EXTRAIT DU DOCUMENT:
___
LES DÉCIMALES DU FUTUR (1973)

Un film de science-fiction inclassable et psychédélique dans lequel une technologie futuriste est sollicitée pour créer un nouveau messie…

THE FINAL PROGRAMME

 

1973 – GB

 

Réalisé par Robert Fuest

 

Avec Jon Finch, Jenny Runacre, Hugh Griffith, Patrick Magee, Sterling Hayden, Harry Andrews, Julie Ege, Graham Crowden

 

THEMA MÉDECINE EN FOLIE I FUTUR

Robert Fuest restera dans les mémoires comme l’homme qui réalisa L’Abominable docteur Phibes et sa séquelle. Mais juste après les exploits du grandiloquent super-vilain incarné par Vincent Price, Fuest décida de mettre son exubérance au service d’un autre film fou, empruntant cette fois-ci les voies d’une science-fiction atypique. D’où cet inclassable Les Décimales du futur, inspiré d’un roman de Michael Morcook, sur lequel Fuest assura également le rôle de directeur artistique. Lorsque le récit commence, l’éminent biophysicien Alexandre Cornélius vient de mourir en Laponie, où il vivait depuis neuf ans. Ses recherches en cinétique avancée ayant été laissées en plan, le monde tourne désormais ses yeux vers Jerry (John Finch), son fils aîné, lauréat du prix Nobel. Ce dernier, un dandy oisif et dilettante, commence par traîner sa silhouette dégingandée chez un ami major excentrique (Sterling Hayden) dans le but de récupérer un jet, puis se renseigne sur l’achat éventuel d’une certaine quantité de napalm.
___
JEU DE DONNÉES:
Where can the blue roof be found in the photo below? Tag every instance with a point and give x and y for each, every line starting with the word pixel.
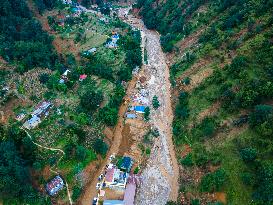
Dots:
pixel 115 36
pixel 131 116
pixel 139 108
pixel 127 163
pixel 113 202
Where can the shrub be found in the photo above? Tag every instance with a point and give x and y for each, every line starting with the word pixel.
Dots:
pixel 187 161
pixel 248 154
pixel 155 102
pixel 100 147
pixel 81 153
pixel 247 178
pixel 213 181
pixel 43 78
pixel 76 193
pixel 195 202
pixel 109 115
pixel 91 100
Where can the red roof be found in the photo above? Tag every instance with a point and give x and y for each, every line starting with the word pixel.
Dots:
pixel 129 195
pixel 110 175
pixel 82 77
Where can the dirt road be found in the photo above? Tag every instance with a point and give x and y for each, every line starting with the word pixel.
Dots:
pixel 90 190
pixel 160 177
pixel 55 165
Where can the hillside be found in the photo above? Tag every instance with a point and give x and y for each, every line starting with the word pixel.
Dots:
pixel 220 55
pixel 64 71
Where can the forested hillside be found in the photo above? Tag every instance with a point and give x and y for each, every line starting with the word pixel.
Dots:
pixel 22 39
pixel 221 68
pixel 56 54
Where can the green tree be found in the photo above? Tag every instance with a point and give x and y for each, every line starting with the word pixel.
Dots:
pixel 91 100
pixel 248 154
pixel 213 181
pixel 109 115
pixel 76 193
pixel 43 78
pixel 187 161
pixel 81 153
pixel 100 147
pixel 14 177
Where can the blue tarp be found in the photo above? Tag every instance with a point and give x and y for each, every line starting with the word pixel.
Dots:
pixel 139 108
pixel 113 202
pixel 131 116
pixel 126 164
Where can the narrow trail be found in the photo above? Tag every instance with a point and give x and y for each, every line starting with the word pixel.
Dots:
pixel 51 168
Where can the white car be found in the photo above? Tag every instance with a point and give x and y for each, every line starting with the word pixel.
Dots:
pixel 98 186
pixel 100 177
pixel 112 156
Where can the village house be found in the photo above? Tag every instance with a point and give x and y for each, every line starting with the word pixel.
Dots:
pixel 130 191
pixel 89 52
pixel 55 185
pixel 82 77
pixel 113 202
pixel 32 122
pixel 126 164
pixel 114 40
pixel 138 109
pixel 41 110
pixel 67 1
pixel 115 178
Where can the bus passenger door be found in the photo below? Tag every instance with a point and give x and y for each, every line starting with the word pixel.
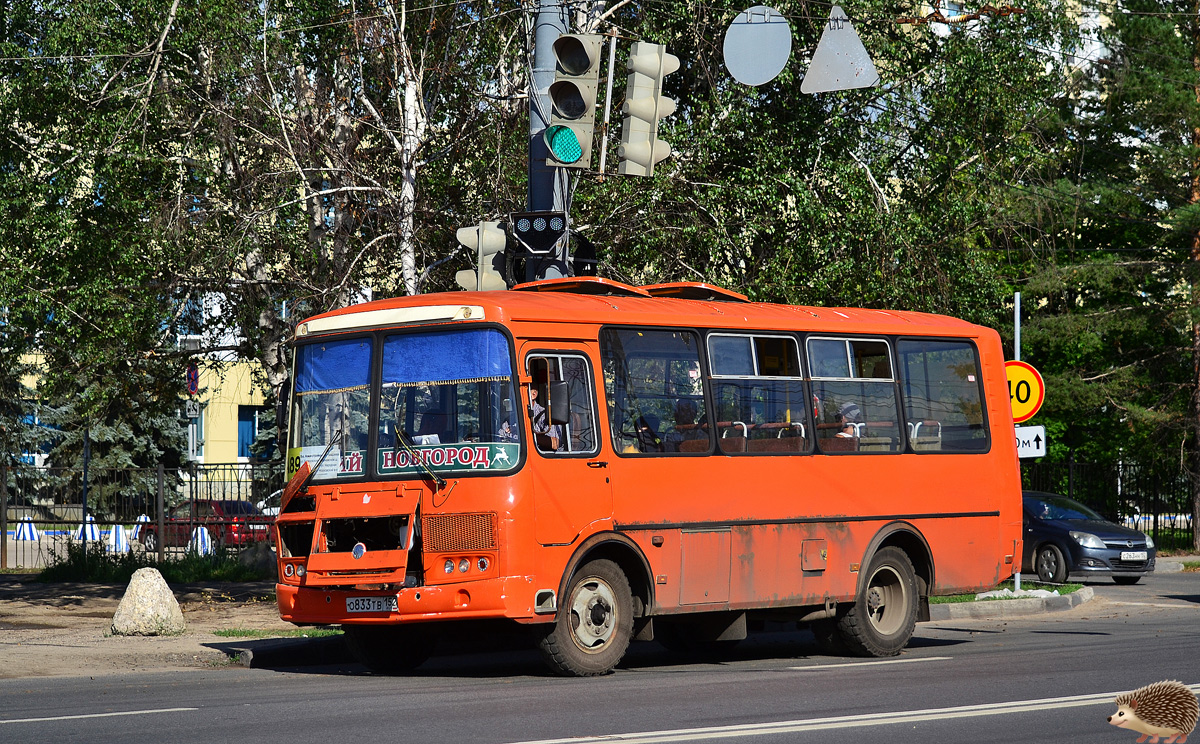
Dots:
pixel 570 478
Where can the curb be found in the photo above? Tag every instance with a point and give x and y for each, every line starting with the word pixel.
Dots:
pixel 283 653
pixel 1009 607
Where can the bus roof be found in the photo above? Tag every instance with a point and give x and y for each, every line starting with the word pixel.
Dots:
pixel 589 300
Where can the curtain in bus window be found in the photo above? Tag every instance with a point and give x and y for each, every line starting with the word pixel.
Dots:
pixel 333 395
pixel 943 399
pixel 334 365
pixel 447 388
pixel 445 357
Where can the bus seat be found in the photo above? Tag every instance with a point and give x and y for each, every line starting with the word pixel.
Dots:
pixel 839 444
pixel 777 444
pixel 927 443
pixel 876 444
pixel 733 444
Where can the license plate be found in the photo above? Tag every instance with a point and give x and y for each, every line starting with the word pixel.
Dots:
pixel 371 604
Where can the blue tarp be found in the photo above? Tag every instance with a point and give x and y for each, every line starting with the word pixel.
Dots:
pixel 445 357
pixel 334 365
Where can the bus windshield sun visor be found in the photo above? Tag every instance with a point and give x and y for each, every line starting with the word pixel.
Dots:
pixel 447 358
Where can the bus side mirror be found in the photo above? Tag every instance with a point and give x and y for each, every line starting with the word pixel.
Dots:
pixel 559 402
pixel 281 407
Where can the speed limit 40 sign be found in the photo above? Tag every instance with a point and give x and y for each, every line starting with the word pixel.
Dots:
pixel 1025 390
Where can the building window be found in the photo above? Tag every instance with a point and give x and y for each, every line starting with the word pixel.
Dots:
pixel 196 435
pixel 251 420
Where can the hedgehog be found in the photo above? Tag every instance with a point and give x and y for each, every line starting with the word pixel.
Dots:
pixel 1162 709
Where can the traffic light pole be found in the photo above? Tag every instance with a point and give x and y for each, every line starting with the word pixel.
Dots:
pixel 546 190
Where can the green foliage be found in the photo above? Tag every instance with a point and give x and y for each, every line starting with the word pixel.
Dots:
pixel 877 197
pixel 1099 241
pixel 95 565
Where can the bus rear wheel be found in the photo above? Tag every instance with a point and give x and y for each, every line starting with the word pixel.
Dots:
pixel 594 623
pixel 885 613
pixel 390 649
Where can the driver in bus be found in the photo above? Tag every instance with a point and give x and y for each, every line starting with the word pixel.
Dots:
pixel 546 437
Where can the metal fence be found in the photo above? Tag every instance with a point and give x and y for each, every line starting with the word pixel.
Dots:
pixel 43 510
pixel 1156 499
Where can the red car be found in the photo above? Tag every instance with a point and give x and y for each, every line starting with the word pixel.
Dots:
pixel 229 525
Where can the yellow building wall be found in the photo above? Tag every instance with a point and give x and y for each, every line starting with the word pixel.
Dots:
pixel 223 388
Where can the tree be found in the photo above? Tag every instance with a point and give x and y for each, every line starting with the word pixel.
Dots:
pixel 1109 243
pixel 250 155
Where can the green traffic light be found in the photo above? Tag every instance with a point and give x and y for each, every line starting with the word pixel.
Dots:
pixel 563 144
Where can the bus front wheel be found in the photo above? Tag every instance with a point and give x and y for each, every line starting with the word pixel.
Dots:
pixel 594 623
pixel 390 649
pixel 885 613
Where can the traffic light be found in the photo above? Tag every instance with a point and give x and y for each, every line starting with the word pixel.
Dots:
pixel 645 106
pixel 574 97
pixel 539 232
pixel 489 240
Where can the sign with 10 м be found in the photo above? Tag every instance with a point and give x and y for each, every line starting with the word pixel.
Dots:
pixel 1025 390
pixel 1031 441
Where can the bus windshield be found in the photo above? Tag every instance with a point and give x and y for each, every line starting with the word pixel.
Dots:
pixel 448 395
pixel 447 388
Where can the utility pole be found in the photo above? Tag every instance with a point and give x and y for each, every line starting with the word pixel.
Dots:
pixel 546 186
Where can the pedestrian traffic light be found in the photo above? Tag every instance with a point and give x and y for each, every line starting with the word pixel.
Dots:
pixel 573 96
pixel 489 240
pixel 540 232
pixel 645 106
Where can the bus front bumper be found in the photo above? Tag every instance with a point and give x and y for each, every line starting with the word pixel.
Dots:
pixel 501 598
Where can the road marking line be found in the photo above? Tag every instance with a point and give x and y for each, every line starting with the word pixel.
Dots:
pixel 72 718
pixel 853 664
pixel 843 721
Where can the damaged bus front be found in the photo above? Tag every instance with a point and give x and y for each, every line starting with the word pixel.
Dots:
pixel 384 427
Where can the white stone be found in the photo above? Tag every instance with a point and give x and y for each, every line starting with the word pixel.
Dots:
pixel 149 607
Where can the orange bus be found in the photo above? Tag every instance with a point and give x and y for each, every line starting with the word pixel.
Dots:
pixel 606 463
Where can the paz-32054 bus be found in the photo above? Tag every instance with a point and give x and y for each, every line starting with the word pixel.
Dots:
pixel 607 463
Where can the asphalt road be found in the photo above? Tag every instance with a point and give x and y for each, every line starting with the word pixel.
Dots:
pixel 1045 678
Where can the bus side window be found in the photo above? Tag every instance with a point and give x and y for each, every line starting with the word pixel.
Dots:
pixel 576 433
pixel 942 395
pixel 853 395
pixel 761 405
pixel 654 391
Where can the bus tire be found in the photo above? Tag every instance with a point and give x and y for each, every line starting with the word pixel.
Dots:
pixel 594 623
pixel 390 649
pixel 885 613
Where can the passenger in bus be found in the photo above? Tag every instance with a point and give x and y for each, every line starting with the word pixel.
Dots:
pixel 546 437
pixel 685 426
pixel 647 430
pixel 847 417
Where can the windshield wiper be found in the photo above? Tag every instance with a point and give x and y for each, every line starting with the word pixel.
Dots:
pixel 333 441
pixel 291 491
pixel 403 438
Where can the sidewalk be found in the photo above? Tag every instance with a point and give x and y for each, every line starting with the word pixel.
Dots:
pixel 1017 607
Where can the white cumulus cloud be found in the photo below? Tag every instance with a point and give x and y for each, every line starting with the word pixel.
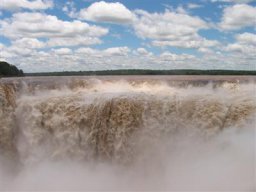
___
BUT DE L'EXERCICE: Selon l'extrait du document, dans quelle région l'éminent biophysicien Alexandre Cornélius vient-il de mourir au début du récit ?

RÉPONSE RÉDIGÉE: Il vient de mourir en Laponie, où il vivait depuis neuf ans.